“Seorang pemain belakang hampir menjadi pahlawan karena tampil sempurna
dalam 89 menit, namun akan dianggap pecundang jika di menit 90 timnya
kebobolan. Sebaliknya, seorang striker bisa terlihat tidak berguna di
lapangan selama 89 menit kemudian menjadi pahlawan ketika mencetak gol
di menit 90.”
Begitulah ucapan seorang bek tangguh bernama
Alessandro Nesta, yang menggambarkan betapa sulitnya hidup seorang
pemain belakang. Padahal Nesta berasal dari Italia, negara yang sangat
menghargai peran pemain bertahan.
Nesta berulangtahun ke-37 jatuh
pada 19 Maret 2013 lalu. Pemain yang kini mencicipi kompetisi Major
League Soccer (MLS) bersama klub Montreal Impact ini adalah salah satu
bek terbaik yang pernah dilahirkan Italia, bahkan salah satu yang
terbaik di dunia di masa jayanya. Nesta menghabiskan karier gemilangnya
di dua klub, Lazio dan AC Milan. Ia meraih total 18 trofi untuk kedua
tim itu.
Nesta mengawali karier sebagai pemain klub ibu kota, SS
Lazio sejak usia 9 tahun. Ia pemain dengan visi permainan yang bagus.
Teknik dan umpannya akurat untuk ukuran pemain belakang, tidak heran
karena ia mengawali karier sebagai penyerang dan gelandang sebelum
mantap menghuni lini pertahanan.
Perjalanan karier Nesta untuk
menjadi bek kelas dunia tidaklah mudah. Dalam sebuah sesi latihan ia
pernah mematahkan kaki gelandang jenius Inggris, Paul Gascoigne, tahun
1993, tepat 20 tahun lalu. Nesta yang saat itu masih berusia 17 tahun
menangis karena merasa bersalah meskipun saat itu Gazza yang melakukan
tekel.
________________________
:: LATIHAN 1 ::
Ketik ulang bagian teks tentang Alessandro Nesta tanpa perubahan apa pun, mulai dari "Nesta berulangtahun ke-37" sampai dengan "permainan yang bagus.".
:: LATIHAN 2 ::
Tuliskan lanjutan teks tentang Alessandro Nesta, dimulai tepat setelah kalimat terakhir yang tercantum.
________________________
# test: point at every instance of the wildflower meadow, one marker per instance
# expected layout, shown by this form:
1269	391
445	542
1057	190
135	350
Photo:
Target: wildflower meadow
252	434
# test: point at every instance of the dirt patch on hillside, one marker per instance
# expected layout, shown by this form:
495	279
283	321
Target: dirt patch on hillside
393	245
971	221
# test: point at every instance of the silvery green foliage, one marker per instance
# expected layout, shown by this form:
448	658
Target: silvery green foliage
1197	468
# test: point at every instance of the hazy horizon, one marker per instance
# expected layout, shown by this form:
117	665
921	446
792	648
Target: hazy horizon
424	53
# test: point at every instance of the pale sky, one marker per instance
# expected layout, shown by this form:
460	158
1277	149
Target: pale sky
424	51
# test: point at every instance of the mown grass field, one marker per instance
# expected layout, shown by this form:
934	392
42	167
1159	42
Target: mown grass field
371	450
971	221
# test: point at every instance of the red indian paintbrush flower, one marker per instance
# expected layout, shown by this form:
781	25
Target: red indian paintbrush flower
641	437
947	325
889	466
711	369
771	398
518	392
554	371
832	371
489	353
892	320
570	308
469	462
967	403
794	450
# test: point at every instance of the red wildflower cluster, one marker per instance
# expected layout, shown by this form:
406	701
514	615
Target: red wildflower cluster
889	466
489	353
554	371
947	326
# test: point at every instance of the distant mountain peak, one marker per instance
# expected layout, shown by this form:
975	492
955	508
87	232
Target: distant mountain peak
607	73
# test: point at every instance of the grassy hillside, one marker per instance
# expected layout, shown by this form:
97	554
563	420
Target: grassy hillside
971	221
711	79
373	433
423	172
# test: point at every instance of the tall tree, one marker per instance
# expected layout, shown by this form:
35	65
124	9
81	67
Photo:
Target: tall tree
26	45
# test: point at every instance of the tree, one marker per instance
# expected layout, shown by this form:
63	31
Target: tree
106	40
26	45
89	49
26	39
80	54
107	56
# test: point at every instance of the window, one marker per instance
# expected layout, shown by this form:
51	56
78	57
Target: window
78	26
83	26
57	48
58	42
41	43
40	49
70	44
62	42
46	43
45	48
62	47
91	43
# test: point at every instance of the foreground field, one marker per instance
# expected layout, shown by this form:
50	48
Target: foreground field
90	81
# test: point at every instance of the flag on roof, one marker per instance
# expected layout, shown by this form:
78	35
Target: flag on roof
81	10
________________________
:: HASIL 1 ::
Nesta berulangtahun ke-37 jatuh
pada 19 Maret 2013 lalu. Pemain yang kini mencicipi kompetisi Major
League Soccer (MLS) bersama klub Montreal Impact ini adalah salah satu
bek terbaik yang pernah dilahirkan Italia, bahkan salah satu yang
terbaik di dunia di masa jayanya. Nesta menghabiskan karier gemilangnya
di dua klub, Lazio dan AC Milan. Ia meraih total 18 trofi untuk kedua
tim itu.
Nesta mengawali karier sebagai pemain klub ibu kota, SS
Lazio sejak usia 9 tahun. Ia pemain dengan visi permainan yang bagus.

:: HASIL 2 ::
Namun sikapnya yang pantang menyerah membuatnya terus
berjalan meniti karier di Biancoceleste. Empat tahun setelah insiden
itu, Nesta yang masih berusia 21 tahun diangkat sebagai kapten tim.
Kepemimpinannya yang luar biasa membawa Lazio pada kejayaan yang
menghasilkan banyak trofi di akhir tahun 1990-an.
Nesta seperti
dilahirkan untuk menjadi legenda klub, karena kebetulan ia adalah putra
asli Roma. Namun dalam dunia sepak bola tidak ada yang pasti. Rangkaian
kesalahan manajemen memaksa Lazio menjual pemain-pemain terbaiknya saat
itu, termasuk Nesta. Dengan uang transfer senilai 30 juta euro, Nesta
terpaksa pindah ke Milan musim 2002/2003 sekaligus menjadikannya salah
satu bek termahal dunia saat itu.
Kehadiran Nesta di San Siro
seolah menjawab kebutuhan Milan akan bek tengah tangguh pasca pensiunnya
Franco Baresi. Dalam musim perdananya bersama Rossoneri, Nesta ikut
membawa Milan menjuarai Liga Champions dengan mengalahkan Juventus lewat
adu penalti di Stadion Old Trafford. Nesta turut menjadi algojo penalti
dalam pertandingan tersebut.
Karier Nesta di Milan tidak hanya
dilalui dengan kesuksesan. Serangkaian cedera sempat memaksanya absen
dalam waktu lama, misalnya pada musim 2006/2007 dan 2008/2009. Setelah
cedera yang memaksanya hampir pensiun itu, Nesta kembali menjadi bagian
penting Milan dengan penampilan gemilang sepanjang musim 2009/2010,
termasuk saat membawa Milan meraih juara di musim 2010/2011.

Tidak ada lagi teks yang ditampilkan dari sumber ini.